Instruction – Return all of the rows below word for word, but leave the pictures out.

Entries supplied –
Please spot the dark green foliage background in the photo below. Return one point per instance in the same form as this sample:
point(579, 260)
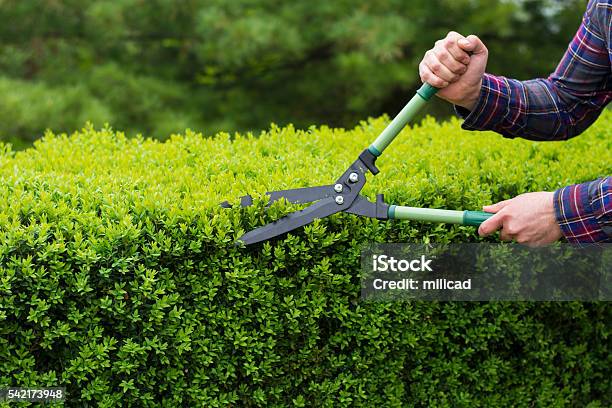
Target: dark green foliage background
point(119, 278)
point(160, 66)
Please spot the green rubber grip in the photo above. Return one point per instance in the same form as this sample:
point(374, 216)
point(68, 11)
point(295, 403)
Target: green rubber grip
point(475, 218)
point(472, 218)
point(427, 91)
point(423, 94)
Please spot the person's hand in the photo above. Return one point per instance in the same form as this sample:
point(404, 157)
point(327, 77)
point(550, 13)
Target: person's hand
point(527, 219)
point(456, 65)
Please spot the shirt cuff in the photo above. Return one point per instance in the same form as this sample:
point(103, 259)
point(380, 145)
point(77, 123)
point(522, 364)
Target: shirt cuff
point(575, 215)
point(491, 108)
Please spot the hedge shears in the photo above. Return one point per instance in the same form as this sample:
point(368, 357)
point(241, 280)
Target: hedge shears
point(343, 195)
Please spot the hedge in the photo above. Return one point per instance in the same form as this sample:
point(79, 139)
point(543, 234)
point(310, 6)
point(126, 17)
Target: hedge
point(119, 278)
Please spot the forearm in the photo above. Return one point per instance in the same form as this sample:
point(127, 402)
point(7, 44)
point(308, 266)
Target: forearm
point(537, 109)
point(560, 106)
point(584, 211)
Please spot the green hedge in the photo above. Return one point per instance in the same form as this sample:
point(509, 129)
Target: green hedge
point(119, 278)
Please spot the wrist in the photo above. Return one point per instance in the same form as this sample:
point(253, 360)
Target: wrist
point(472, 97)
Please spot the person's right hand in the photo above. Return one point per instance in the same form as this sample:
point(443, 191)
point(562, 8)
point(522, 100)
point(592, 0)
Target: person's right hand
point(456, 65)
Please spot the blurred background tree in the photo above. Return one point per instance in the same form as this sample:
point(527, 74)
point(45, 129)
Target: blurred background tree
point(160, 66)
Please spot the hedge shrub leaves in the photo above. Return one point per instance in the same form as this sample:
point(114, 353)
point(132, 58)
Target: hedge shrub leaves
point(119, 278)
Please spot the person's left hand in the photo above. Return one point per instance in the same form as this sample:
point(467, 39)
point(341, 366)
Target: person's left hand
point(527, 219)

Written answer –
Please spot the dark green foliage background in the photo below. Return one point per instance in the same form as this sample:
point(579, 260)
Target: dark green foliage background
point(119, 278)
point(160, 66)
Please spot the green rubber grip in the photo above. Return one point per instance in the same form as this sample:
point(374, 216)
point(68, 11)
point(295, 403)
Target: green rubber grip
point(475, 218)
point(472, 218)
point(427, 91)
point(423, 94)
Please spot the person's hand in the photo above. Return one point per instance in the same form as this sample:
point(404, 157)
point(327, 77)
point(550, 13)
Target: person's hand
point(527, 219)
point(456, 65)
Please spot the shirt cuff in the photo above. Return one point per instance in the same form as this sample:
point(103, 259)
point(380, 145)
point(77, 123)
point(522, 364)
Target: shirt cuff
point(575, 215)
point(491, 108)
Please spot the hedge shears in the photo above. Return one point per instance in the same form as this sample:
point(368, 357)
point(241, 280)
Target: hedge shears
point(343, 195)
Please spot the hedge in the photo above. Return one point per instance in the same form as this sample:
point(79, 139)
point(543, 234)
point(310, 6)
point(126, 17)
Target: hedge
point(119, 278)
Please spot the forearm in the photo above. Return one point per instance in the same form as this sample:
point(127, 402)
point(7, 44)
point(308, 266)
Target: forearm
point(537, 109)
point(560, 106)
point(584, 211)
Please spot the green hedge in the photo above. Return one point per instance in the same form as this sample:
point(509, 129)
Target: green hedge
point(119, 278)
Please spot the wrist in the photo above. Return one point per instance in the same form as this sample:
point(253, 360)
Target: wrist
point(472, 97)
Please spot the person's right hand in the photo above. Return one point per instance in the same form as this sample:
point(443, 191)
point(562, 8)
point(522, 100)
point(592, 0)
Target: person's right hand
point(456, 65)
Please spot the blurred background tree in the photo above. Return one point per instance in the same form as this sample:
point(527, 74)
point(45, 129)
Target: blurred background tree
point(160, 66)
Please spot the hedge shrub leaves in the photo above. Return one point per instance in the same form as this sample:
point(114, 353)
point(132, 58)
Target: hedge shrub leaves
point(119, 278)
Please spot the person's left hand in the photo above. Return one point per instance in the same form as this sample:
point(467, 39)
point(341, 366)
Target: person's left hand
point(527, 219)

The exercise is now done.